Modern Medicaid Alliance Featured Medicaid Solution: Massachusetts Child Psychiatry Access Project
Access to behavioral health care for children is essential to improving long-term health care outcomes. Pediatric primary care providers have an essential role to play in identifying and treating behavioral health problems in children, but many providers do not have the training or time to fully address the wide range of behavioral health issues that their patients often experience. Due to these challenges, many children covered by Medicaid do not receive behavioral health screenings during well-child visits.
A 2015 study by Massachusetts General Hospital found that primary care providers (PCPs) are the sole physician managers for one-third of children with mental health conditions, meaning these patients see only a PCP to manage their conditions over the course of a year.
Integrating mental health services into a primary care setting increases the chances of ensuring that children have access to appropriate behavioral health treatment. However, primary care providers often lack the training and the time to fully address the wide range of psychosocial issues presented by their patients resulting in missed opportunities for early identification and treatment.
In 2003, a pilot program was developed at the University of Massachusetts Medical School in Worcester to address this problem by providing psychiatric consultation to pediatricians by phone. Primary care physicians enrolled in the program may request consultation with a psychiatrist regardless of the patient’s insurance status, so patients covered by private insurance, as well as Medicaid, benefit from the program. In 2014, 42% of encounters – including telephonic consultations, face-to-face consultations, and care coordination support – were for patients covered by Medicaid (36% of children in the state are covered by Medicaid).
In 2004, the Massachusetts Department of Mental Health and Massachusetts Behavioral Health Partnership, (MBHP), a Beacon Health Options company, adapted the model and implemented the Massachusetts Child Psychiatry Access Project (MCPAP) statewide. The goals of the project were to increase knowledge and skills about behavioral health needs among pediatric primary care providers, as well as utilizing psychiatrists for the most high-risk and complex children. Established in 2004, the project consists of six regional hubs, each of which has one full-time-equivalent child psychiatrist, licensed therapist, and care coordinator. Collectively, the hubs are available to over 95 percent of the 1.5 million children in Massachusetts. Education was delivered both through didactic sessions, often in the primary care office and case-based learning during telephonic consultations. In 2016, MCPAP staff performed 10,412 telephone consultations, 2,524 consultation visits and arranged 4,701 referrals. Equally as impressive, 80% of the well child visits with primary care physicians included a behavioral health screen. In 2009, MCPAP assisted in implementing a remedy to a lawsuit against Massachusetts Medicaid that called for pediatric behavioral health screenings of all Medicaid beneficiaries at well-child visits. As part of the remedy, the court ordered that all primary care providers are required to screen children at well-child visits for behavioral and developmental problems. MCPAP can support these health care providers with the training and consultation needed to comply with the directive.

**Exercises**
• 1. According to the MCPAP article, how many regional hubs make up the project?
• 2. Reproduce the MCPAP article between "A 2015 study" and "identification and treatment.", inclusive.

[Point localization data]

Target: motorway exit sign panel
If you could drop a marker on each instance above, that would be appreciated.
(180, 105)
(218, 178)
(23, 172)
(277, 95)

**Answers in order**
• 1. Six regional hubs.

• 2.
A 2015 study by Massachusetts General Hospital found that primary care providers (PCPs) are the sole physician managers for one-third of children with mental health conditions, meaning these patients see only a PCP to manage their conditions over the course of a year.
Integrating mental health services into a primary care setting increases the chances of ensuring that children have access to appropriate behavioral health treatment. However, primary care providers often lack the training and the time to fully address the wide range of psychosocial issues presented by their patients resulting in missed opportunities for early identification and treatment.